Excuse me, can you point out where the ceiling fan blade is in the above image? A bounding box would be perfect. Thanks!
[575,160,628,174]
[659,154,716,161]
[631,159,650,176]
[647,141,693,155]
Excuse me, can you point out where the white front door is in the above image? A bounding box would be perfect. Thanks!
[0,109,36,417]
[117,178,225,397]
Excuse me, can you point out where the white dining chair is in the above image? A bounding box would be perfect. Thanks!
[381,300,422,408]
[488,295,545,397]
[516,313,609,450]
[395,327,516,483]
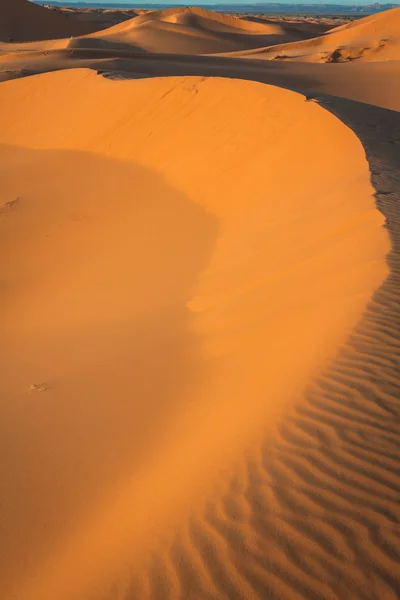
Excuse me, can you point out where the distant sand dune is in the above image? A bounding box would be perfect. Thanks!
[0,0,400,600]
[0,70,394,600]
[70,7,308,54]
[233,8,400,63]
[0,0,96,42]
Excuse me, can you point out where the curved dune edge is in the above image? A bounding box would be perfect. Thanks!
[0,5,318,55]
[231,8,400,63]
[0,0,99,42]
[0,70,388,600]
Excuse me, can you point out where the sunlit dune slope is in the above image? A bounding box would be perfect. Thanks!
[69,7,310,54]
[233,8,400,63]
[0,70,388,600]
[0,0,96,42]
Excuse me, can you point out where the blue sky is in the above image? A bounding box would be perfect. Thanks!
[54,0,390,3]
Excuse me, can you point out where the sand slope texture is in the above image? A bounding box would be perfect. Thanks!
[0,0,400,600]
[238,8,400,63]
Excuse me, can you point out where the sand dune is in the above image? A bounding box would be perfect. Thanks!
[65,7,310,54]
[0,0,400,600]
[0,70,388,600]
[236,8,400,63]
[0,0,96,42]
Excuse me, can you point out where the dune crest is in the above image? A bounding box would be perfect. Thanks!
[0,0,99,42]
[0,70,388,600]
[241,8,400,63]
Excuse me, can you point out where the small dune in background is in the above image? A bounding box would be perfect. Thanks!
[0,0,400,600]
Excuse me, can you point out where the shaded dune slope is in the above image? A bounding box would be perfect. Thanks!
[0,0,96,42]
[0,70,388,600]
[69,7,316,54]
[236,8,400,63]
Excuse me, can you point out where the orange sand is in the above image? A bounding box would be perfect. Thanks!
[0,3,400,600]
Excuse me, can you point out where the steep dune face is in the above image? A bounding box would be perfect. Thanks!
[70,7,306,54]
[0,0,96,42]
[247,8,400,63]
[0,70,388,600]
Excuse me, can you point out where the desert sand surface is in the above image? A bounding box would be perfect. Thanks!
[0,0,101,42]
[230,8,400,63]
[0,2,400,600]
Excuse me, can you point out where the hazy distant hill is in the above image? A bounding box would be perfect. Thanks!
[37,0,400,15]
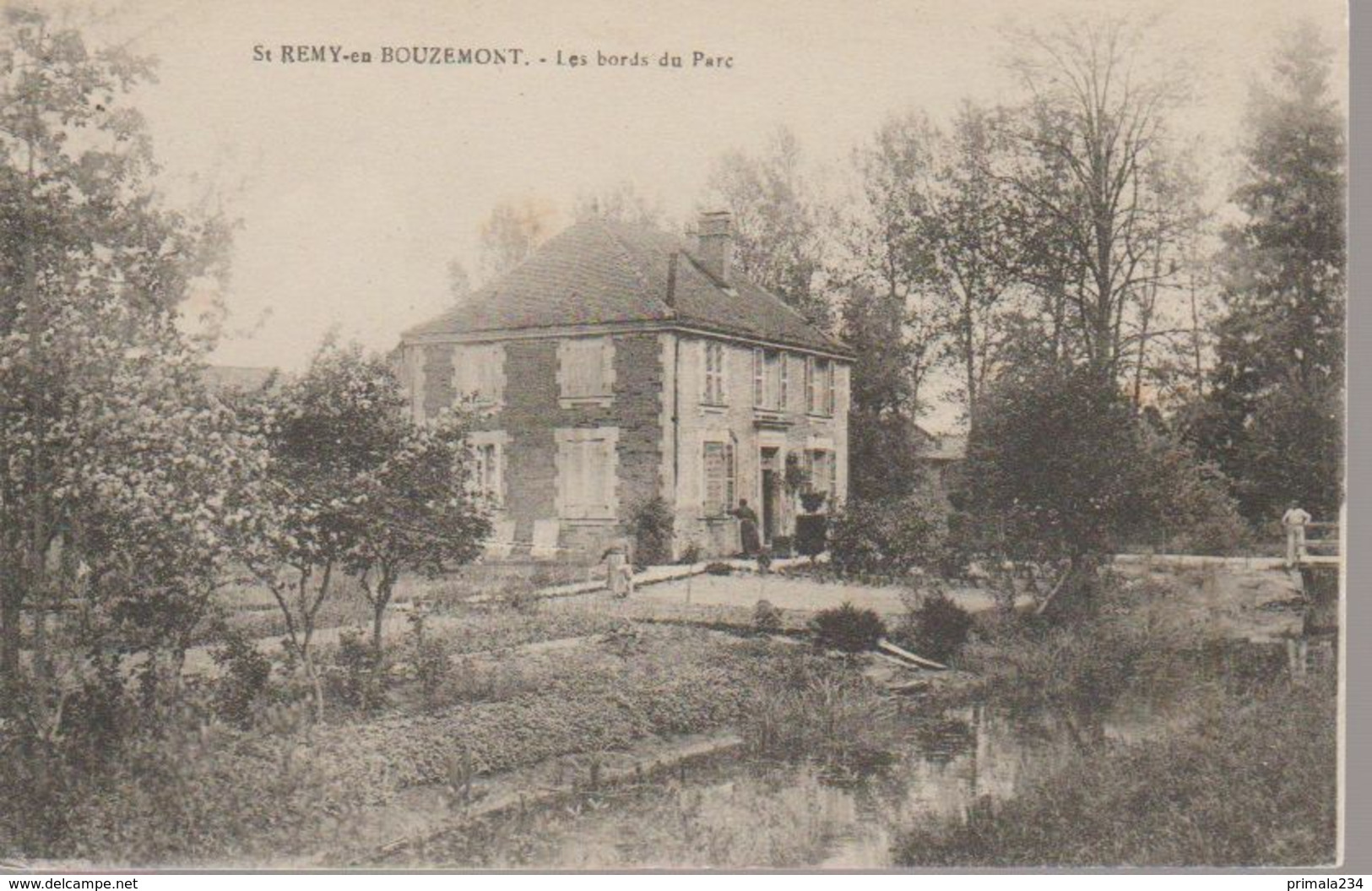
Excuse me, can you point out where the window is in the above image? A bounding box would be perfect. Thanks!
[805,449,838,503]
[704,442,734,516]
[753,349,786,410]
[805,356,834,415]
[557,338,615,404]
[472,442,502,504]
[453,343,505,406]
[467,430,507,508]
[557,427,619,519]
[701,340,724,405]
[753,347,767,408]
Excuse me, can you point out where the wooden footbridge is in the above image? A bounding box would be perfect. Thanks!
[1295,522,1343,567]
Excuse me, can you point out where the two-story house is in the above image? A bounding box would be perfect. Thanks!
[401,213,851,559]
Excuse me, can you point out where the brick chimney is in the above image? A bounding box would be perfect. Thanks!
[696,210,734,284]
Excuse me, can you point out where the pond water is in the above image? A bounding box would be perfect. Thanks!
[400,689,1185,869]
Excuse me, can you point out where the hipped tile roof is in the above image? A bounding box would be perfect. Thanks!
[404,218,848,354]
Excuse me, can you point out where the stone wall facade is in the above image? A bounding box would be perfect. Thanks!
[399,331,849,560]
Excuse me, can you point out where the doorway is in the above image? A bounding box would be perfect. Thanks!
[759,448,781,545]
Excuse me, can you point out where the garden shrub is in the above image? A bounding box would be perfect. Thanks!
[753,600,782,634]
[328,629,384,711]
[796,515,829,557]
[210,629,272,728]
[630,496,675,568]
[909,590,973,662]
[829,492,948,575]
[810,603,887,654]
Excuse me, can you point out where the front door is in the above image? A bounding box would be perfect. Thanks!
[762,449,781,545]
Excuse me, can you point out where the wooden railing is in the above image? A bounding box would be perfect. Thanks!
[1297,522,1339,562]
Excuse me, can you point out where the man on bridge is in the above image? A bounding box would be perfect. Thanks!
[1282,501,1310,566]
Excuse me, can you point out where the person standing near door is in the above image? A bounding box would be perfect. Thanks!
[730,498,763,557]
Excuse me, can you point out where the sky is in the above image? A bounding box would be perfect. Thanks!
[58,0,1348,428]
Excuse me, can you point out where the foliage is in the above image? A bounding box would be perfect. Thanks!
[810,601,887,654]
[708,128,830,329]
[210,629,272,728]
[244,337,489,707]
[908,589,973,662]
[829,489,948,575]
[959,365,1146,560]
[796,513,829,557]
[1140,426,1247,555]
[753,600,782,634]
[480,200,553,281]
[992,17,1199,387]
[316,632,773,801]
[0,7,244,682]
[1192,22,1348,523]
[630,496,675,566]
[328,629,386,711]
[741,651,891,761]
[896,678,1337,867]
[409,614,453,711]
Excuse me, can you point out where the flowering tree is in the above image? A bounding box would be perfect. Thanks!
[0,8,234,681]
[244,343,489,707]
[346,416,490,662]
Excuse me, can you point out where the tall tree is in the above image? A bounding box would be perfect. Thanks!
[447,259,472,303]
[1001,19,1195,382]
[572,180,665,228]
[1196,24,1346,520]
[480,200,556,281]
[925,103,1018,420]
[0,7,234,680]
[827,111,941,500]
[708,128,832,329]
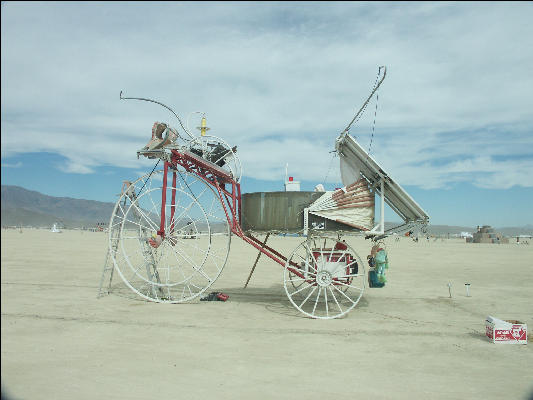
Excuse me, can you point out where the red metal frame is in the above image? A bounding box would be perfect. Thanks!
[152,150,348,279]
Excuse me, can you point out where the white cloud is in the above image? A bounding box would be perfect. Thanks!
[1,3,533,188]
[2,161,22,168]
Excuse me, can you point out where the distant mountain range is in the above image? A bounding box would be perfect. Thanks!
[1,185,533,236]
[1,185,115,228]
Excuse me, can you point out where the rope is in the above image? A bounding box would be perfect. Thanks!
[342,66,387,133]
[366,87,379,161]
[323,151,336,185]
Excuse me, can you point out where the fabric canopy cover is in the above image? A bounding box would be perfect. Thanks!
[309,178,374,231]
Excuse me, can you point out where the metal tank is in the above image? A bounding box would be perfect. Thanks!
[241,192,366,233]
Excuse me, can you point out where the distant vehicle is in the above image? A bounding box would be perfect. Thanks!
[50,224,61,233]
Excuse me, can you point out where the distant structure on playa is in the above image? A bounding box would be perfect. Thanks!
[50,224,61,233]
[466,225,509,243]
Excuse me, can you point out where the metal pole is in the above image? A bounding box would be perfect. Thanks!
[244,232,270,289]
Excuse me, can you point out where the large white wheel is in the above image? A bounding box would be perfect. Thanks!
[283,237,366,319]
[109,169,231,303]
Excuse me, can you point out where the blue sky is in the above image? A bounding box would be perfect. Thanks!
[1,2,533,226]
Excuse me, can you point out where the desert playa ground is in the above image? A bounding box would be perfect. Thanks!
[1,230,533,399]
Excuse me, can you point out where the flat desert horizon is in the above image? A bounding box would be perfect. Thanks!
[1,229,533,400]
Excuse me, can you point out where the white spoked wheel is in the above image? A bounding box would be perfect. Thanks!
[283,237,366,319]
[185,135,242,182]
[109,169,231,303]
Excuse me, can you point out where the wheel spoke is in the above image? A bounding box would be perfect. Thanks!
[328,286,343,313]
[311,286,322,315]
[298,286,318,308]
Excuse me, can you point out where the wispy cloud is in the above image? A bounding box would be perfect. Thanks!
[2,161,22,168]
[1,3,533,188]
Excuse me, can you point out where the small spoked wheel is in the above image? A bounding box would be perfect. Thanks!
[109,170,231,303]
[283,237,366,319]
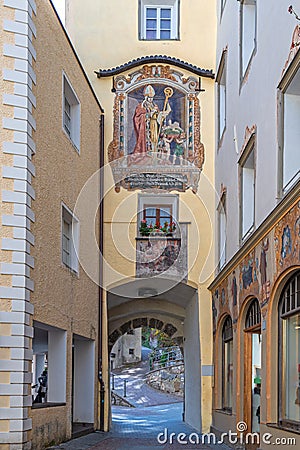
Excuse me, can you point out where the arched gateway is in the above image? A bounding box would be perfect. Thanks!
[107,279,201,430]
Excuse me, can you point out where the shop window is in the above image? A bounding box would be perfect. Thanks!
[222,316,233,411]
[240,0,256,79]
[239,135,255,240]
[32,322,67,407]
[278,54,300,196]
[279,271,300,431]
[63,74,80,152]
[139,0,179,40]
[216,51,227,146]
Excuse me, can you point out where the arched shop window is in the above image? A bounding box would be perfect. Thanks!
[279,270,300,430]
[222,316,233,411]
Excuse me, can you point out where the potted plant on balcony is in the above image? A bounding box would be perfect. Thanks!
[139,220,152,236]
[151,220,165,236]
[163,221,176,236]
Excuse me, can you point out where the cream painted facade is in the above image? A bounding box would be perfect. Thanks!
[210,1,300,450]
[0,0,103,450]
[66,0,216,431]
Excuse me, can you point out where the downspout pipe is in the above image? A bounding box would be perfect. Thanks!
[98,110,105,431]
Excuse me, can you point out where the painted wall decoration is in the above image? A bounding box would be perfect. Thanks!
[212,202,300,330]
[136,236,187,280]
[108,65,204,192]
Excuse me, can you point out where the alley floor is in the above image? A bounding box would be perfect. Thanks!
[52,403,228,450]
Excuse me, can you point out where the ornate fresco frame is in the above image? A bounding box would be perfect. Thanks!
[108,64,204,193]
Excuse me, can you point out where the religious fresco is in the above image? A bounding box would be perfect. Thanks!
[108,65,204,192]
[212,202,300,331]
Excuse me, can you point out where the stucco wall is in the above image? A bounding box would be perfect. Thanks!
[66,0,216,427]
[28,0,100,449]
[216,1,299,261]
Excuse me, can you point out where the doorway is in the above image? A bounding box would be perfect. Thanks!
[72,335,95,438]
[244,298,262,450]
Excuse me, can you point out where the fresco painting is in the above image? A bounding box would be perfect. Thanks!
[108,66,204,192]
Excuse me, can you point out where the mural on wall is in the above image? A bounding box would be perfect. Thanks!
[108,65,204,192]
[213,202,300,330]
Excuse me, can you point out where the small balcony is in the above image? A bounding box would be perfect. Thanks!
[136,223,188,281]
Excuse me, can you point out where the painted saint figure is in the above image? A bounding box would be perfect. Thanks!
[131,84,171,162]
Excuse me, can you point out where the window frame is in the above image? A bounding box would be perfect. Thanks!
[220,0,227,19]
[278,270,300,432]
[222,315,233,414]
[277,52,300,199]
[238,132,256,244]
[216,49,227,149]
[61,203,79,275]
[238,0,257,87]
[62,71,81,154]
[137,194,179,235]
[138,0,180,41]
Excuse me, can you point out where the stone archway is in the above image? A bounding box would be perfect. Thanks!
[107,279,202,431]
[108,317,183,353]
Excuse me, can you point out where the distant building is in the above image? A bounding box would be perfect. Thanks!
[110,328,142,370]
[210,1,300,449]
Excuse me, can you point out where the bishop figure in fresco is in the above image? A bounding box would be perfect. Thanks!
[131,84,172,163]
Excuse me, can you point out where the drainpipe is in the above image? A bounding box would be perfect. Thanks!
[98,109,105,431]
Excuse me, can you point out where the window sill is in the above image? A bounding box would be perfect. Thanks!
[266,423,300,435]
[139,38,180,42]
[31,402,66,409]
[215,408,232,416]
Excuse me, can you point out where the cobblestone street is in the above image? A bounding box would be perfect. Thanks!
[52,403,228,450]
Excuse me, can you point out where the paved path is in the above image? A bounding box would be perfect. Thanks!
[114,360,182,408]
[52,403,228,450]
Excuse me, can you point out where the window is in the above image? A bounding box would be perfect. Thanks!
[222,316,233,411]
[216,51,227,145]
[218,192,226,269]
[138,194,179,236]
[239,134,255,240]
[143,205,172,227]
[63,75,80,151]
[139,0,179,40]
[62,205,79,272]
[221,0,226,15]
[240,0,256,78]
[279,271,300,430]
[279,56,300,196]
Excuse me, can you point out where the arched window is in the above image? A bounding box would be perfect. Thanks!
[279,270,300,430]
[222,316,233,411]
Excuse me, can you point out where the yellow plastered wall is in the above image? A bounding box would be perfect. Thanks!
[66,0,216,430]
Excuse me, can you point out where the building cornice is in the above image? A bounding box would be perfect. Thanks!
[208,181,300,291]
[95,55,215,79]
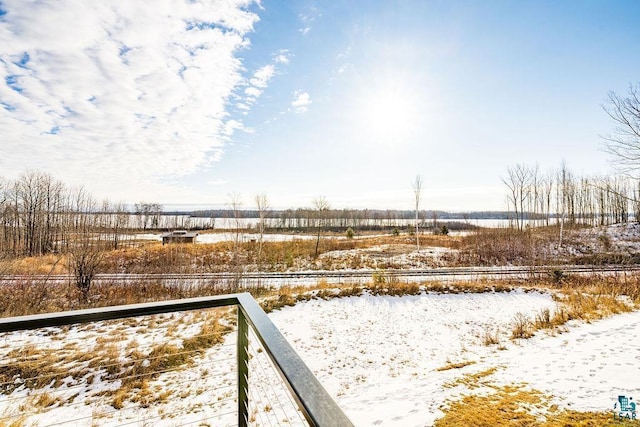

GOAL:
Copy out the entries word for word, starting at the line that contains "Excuse me, can you point out where the small dune" and ending at the line that contains "[753,347,767,408]". Leave the pictures out.

THE RESPONSE:
Excuse me, can you point out where the small dune in background is in the above image? A bounding box would be perfect. Thanks!
[0,0,400,600]
Excuse me, can you point out where the shaded dune slope is in the above image? A bounding box would be perfect. Thanks!
[0,0,96,42]
[0,70,388,600]
[69,7,316,54]
[236,8,400,63]
Excuse me, can you point out where the orange sand is in the above image? A bounding box would be perfect. Thanks!
[0,3,400,600]
Excuse me, can you point out where the steep dune face is in the above image? A bounding box would be perfect. Thanks!
[70,7,306,54]
[0,0,96,42]
[247,8,400,63]
[0,70,388,600]
Excuse me, can you point out where the desert sand surface is in the above image? A bounding box would be perfect. Thanks!
[0,0,101,42]
[230,8,400,63]
[0,2,400,600]
Excuse me, can you point out where the hazy distant hill is in the above image? A bounding box would be perfect. Thanks!
[37,0,400,15]
Excuse me, can you point out where the window is in the above image? A bounding box would be perfect. Thanks!
[805,449,838,503]
[704,442,734,516]
[753,349,786,410]
[805,356,834,415]
[557,338,615,404]
[472,442,502,504]
[453,343,505,406]
[467,430,507,508]
[557,427,619,519]
[701,340,724,405]
[753,347,767,408]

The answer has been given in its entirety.